:: Given text ::

The Calendar includes the rules of trade at the Pool of London (la Pole):

That no broker in future presume to go to la Pole or elsewhere by land or by water to buy or attempt [to buy] any wines or other goods before they come to land and are exposed for sale, under penalty aforesaid. Also every broker shall tender good advice, that honest men of the trade in which he is a broker may sell their wares to trustworthy and sufficient buyers who have the wherewithal to satisfy their creditors: and if he shall put forward any insufficient purchaser to trustworthy men of the City or other merchants to purchase their wares, so that by reason of the fraud of such broker the purchaser (emptor) lose his wares, the broker shall answer therefor, if he have the wherewithal, and if he have not the wherewithal shall be committed to prison until, &c., and he shall no longer be a broker.

:::

- **Request a**: Present the stretch of the listing from the line containing "segment(query) segments every" through the end of the listing as a numbered list, skipping blank lines and leaving out the pictures.
The listing that comes next is unrelated to the passage on trade at the Pool of London.

:: Materials provided ::

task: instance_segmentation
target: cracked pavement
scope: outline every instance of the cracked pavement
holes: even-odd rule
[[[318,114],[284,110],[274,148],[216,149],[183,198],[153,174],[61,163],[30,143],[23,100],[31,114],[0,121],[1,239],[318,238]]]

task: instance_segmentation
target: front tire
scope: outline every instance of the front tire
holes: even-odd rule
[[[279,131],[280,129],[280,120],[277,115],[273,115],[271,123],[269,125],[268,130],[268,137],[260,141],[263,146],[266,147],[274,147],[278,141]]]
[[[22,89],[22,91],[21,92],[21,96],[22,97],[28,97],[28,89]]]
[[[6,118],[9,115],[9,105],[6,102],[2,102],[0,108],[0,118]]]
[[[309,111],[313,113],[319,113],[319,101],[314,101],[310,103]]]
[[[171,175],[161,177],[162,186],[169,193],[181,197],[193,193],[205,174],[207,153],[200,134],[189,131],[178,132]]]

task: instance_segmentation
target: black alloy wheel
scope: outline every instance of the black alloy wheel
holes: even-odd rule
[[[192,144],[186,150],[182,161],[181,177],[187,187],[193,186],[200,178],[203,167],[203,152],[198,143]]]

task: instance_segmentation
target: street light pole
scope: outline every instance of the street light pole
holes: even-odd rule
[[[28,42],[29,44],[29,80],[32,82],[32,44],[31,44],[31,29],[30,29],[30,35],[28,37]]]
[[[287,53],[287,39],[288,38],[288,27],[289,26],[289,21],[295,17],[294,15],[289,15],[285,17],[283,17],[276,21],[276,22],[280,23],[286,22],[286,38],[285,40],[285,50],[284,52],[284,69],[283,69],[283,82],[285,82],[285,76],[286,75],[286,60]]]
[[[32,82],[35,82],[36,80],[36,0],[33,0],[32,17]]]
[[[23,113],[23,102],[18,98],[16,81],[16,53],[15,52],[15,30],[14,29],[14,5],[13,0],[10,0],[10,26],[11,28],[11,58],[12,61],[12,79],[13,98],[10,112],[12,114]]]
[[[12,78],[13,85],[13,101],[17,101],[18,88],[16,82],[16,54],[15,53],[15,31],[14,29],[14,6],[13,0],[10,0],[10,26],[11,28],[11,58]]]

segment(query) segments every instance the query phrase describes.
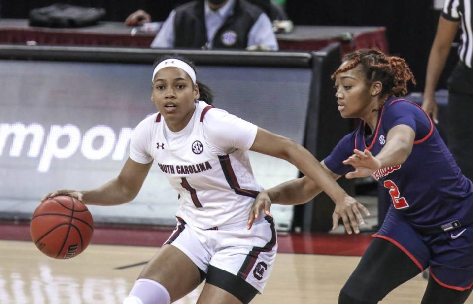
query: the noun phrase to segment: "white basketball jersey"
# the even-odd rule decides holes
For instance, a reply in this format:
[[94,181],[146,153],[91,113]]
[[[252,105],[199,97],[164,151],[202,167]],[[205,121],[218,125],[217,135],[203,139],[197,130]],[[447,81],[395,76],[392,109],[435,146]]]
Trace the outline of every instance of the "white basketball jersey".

:::

- **Request b**: Quote the stretch of the Pool of London passage from "The Calendar includes the rules" through "be a broker.".

- **Task output a**:
1. segment(query) segments every instance the query phrase describes.
2. query: the noun phrase to segment: "white basketball jersey"
3. # the even-odd rule decides holes
4. For instance, a reply in this format:
5. [[94,181],[146,153],[91,113]]
6. [[[252,105],[199,97],[164,151],[202,167]],[[205,121],[218,125],[217,135],[203,139],[197,130]],[[447,81],[395,76],[392,109],[435,146]]]
7. Trace the outline of every instance of the "white basketball jersey".

- **Task output b**:
The Calendar includes the rules of trade at the Pool of London (la Pole):

That no broker in future presume to go to la Pole or elsewhere by land or by water to buy or attempt [to buy] any wines or other goods before they come to land and are exposed for sale, under penalty aforesaid. Also every broker shall tender good advice, that honest men of the trade in which he is a broker may sell their wares to trustworthy and sufficient buyers who have the wherewithal to satisfy their creditors: and if he shall put forward any insufficient purchaser to trustworthy men of the City or other merchants to purchase their wares, so that by reason of the fraud of such broker the purchaser (emptor) lose his wares, the broker shall answer therefor, if he have the wherewithal, and if he have not the wherewithal shall be committed to prison until, &c., and he shall no longer be a broker.